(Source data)
/---

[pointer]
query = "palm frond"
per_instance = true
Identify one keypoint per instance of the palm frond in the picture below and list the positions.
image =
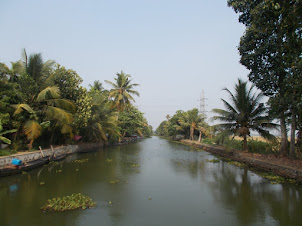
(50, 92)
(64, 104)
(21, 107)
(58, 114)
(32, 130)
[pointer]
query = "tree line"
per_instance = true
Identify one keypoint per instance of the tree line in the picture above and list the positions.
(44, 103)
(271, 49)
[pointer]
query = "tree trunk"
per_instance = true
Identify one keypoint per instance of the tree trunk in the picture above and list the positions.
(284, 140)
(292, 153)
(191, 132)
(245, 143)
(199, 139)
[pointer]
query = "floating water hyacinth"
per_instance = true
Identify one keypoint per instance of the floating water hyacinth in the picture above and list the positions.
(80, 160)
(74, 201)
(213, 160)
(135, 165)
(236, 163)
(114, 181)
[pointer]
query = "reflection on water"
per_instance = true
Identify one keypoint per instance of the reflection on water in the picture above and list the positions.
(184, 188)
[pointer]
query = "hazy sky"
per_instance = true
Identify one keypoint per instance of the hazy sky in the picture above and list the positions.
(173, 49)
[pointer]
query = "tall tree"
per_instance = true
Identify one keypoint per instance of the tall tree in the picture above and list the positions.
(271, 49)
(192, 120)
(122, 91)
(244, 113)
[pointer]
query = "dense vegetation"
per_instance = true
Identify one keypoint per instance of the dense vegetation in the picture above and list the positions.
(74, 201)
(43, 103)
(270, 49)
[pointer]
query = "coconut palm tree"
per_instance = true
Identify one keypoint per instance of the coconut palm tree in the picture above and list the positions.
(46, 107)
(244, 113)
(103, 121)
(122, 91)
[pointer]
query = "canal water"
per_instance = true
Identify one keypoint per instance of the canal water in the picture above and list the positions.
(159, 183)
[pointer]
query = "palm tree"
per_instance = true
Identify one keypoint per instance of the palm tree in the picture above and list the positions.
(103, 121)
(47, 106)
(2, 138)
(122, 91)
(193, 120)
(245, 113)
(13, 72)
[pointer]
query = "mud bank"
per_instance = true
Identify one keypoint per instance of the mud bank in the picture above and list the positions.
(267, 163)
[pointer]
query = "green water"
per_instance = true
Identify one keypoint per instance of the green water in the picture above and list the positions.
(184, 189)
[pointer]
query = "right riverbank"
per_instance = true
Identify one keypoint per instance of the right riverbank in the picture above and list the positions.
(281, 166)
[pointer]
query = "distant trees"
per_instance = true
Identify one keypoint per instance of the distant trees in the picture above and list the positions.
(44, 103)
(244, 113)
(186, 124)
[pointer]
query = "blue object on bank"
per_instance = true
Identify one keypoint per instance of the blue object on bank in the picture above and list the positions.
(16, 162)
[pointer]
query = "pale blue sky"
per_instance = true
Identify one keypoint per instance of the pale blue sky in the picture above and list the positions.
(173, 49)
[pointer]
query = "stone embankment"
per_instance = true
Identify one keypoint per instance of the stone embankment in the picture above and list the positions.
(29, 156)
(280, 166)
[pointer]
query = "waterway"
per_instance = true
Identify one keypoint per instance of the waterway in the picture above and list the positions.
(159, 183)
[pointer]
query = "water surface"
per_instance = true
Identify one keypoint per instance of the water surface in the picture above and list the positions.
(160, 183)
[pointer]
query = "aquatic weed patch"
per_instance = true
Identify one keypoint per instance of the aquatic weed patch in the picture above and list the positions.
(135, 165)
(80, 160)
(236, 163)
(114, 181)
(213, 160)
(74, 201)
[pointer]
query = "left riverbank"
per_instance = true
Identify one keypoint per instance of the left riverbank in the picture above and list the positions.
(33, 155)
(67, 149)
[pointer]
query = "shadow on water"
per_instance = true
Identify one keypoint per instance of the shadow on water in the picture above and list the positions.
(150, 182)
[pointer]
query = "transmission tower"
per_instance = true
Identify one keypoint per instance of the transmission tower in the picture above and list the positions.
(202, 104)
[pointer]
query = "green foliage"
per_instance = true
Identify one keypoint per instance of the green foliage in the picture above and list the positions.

\---

Working from the lines above, reproduce the material exactly and exclude its pictures.

• _Task output_
[pointer]
query = "palm frond"
per_instance = true
Identify one keypoint per instance of the palm frond in the picture below and list the positions.
image =
(50, 92)
(64, 104)
(21, 107)
(58, 114)
(32, 130)
[pointer]
query = "tree line"
per_instance = true
Identify one keypoint per instance of the tree line in the picture above and list the positions.
(44, 103)
(271, 49)
[pointer]
query = "tree trunk"
per_instance = true
Identify one keypoint per instance of the tree trunk in the picture above and list the positions.
(284, 140)
(292, 153)
(191, 132)
(245, 143)
(199, 139)
[pointer]
query = "floating water hyacinth"
per_instance = true
Identify one keypoint per instance of the floating water hyacinth in the picture above and list the positions.
(80, 160)
(74, 201)
(213, 160)
(135, 165)
(236, 163)
(114, 181)
[pointer]
query = "reflection on water"
per_instance = true
Identify one keypoint per instance of the reflection on water in the picture above and list the positions.
(184, 188)
[pointer]
query = "hazy sky"
per_instance = true
Identify one keypoint per instance of the hazy sky in the picture above and list the positions.
(173, 49)
[pointer]
query = "tall tree"
per_instance = true
Identify one keypoint per instance of the tall tree in the picture above and list the positions.
(271, 49)
(192, 120)
(122, 91)
(244, 113)
[pointer]
query = "dense vegetation"
per_instance = true
Identify one keypoint per instance of the dense vegetation in the picture above and list the positions.
(74, 201)
(43, 103)
(270, 49)
[pointer]
query = "coconut palm tree"
per_instance = true
Identify one keypoint per instance of the coconut palm tree in the picture above and list the positions.
(46, 107)
(244, 113)
(103, 121)
(122, 91)
[pointer]
query = "canal water"
per_instance = true
Identify one keypoint per instance of the canal water in the picture above and list the positions.
(159, 183)
[pointer]
query = "palm tree"
per_instance = true
Identify one keypoint per instance of the palm tree in the picture above and list the positions.
(103, 121)
(47, 106)
(2, 138)
(122, 91)
(193, 120)
(245, 113)
(13, 72)
[pointer]
query = "mud bank"
per_instance = true
Identify one keypoint per instance of the mud bank in the picture above and list the positions.
(267, 163)
[pointer]
query = "green water"
per_instance = true
Identify one keypoint per instance of the green water in the picture above and list the positions.
(184, 189)
[pointer]
query = "right riverbank"
per_instance = true
Identify one keypoint per instance of the right riverbank in the picture above and list the positions.
(281, 166)
[pointer]
query = "distant trees"
per_instance = true
Identify one keypoint per instance of the distant trees in the picture above and list the positions.
(44, 103)
(244, 113)
(186, 124)
[pointer]
query = "blue object on bank"
per_instance = true
Identify one keypoint per instance of the blue object on bank in the picture above and list the positions.
(16, 162)
[pointer]
query = "pale blue sky"
per_instance = true
Identify one keypoint per instance of the pale blue sky in the picture above and list the positions.
(173, 49)
[pointer]
query = "stone embankment"
per_instance = true
Identify one keypoint per instance of the stone embankment in the picture above and list the positions.
(29, 156)
(280, 166)
[pointer]
query = "waterway"
per_instance = true
Identify one keypoint per instance of the waterway in the picture above and list the positions.
(159, 183)
[pointer]
query = "water surface"
per_instance = true
Identify one keypoint per instance of the water surface in the picture above and list the positions.
(160, 183)
[pointer]
query = "aquatic weed patch"
per_instance = true
Identify one keypoint per instance of the aquatic weed patch in the picture above and list the positions.
(135, 165)
(80, 160)
(236, 163)
(114, 181)
(213, 160)
(74, 201)
[pointer]
query = "left riverbank"
per_instance = true
Identify one keypoint per instance of the left riverbank in the picture above and list the positions.
(33, 155)
(67, 149)
[pointer]
query = "shadow on water"
per_instance = true
Identify one keypoint per instance of the shadow on water in the picture above and list the positions.
(150, 182)
[pointer]
query = "transmission tower"
per_instance = true
Identify one keypoint per instance of the transmission tower in the picture above and list the positions.
(202, 104)
[pointer]
query = "green foliage"
per_instance = true
Identify one keypoint per instance of the green foliage in the picture above and list the positions.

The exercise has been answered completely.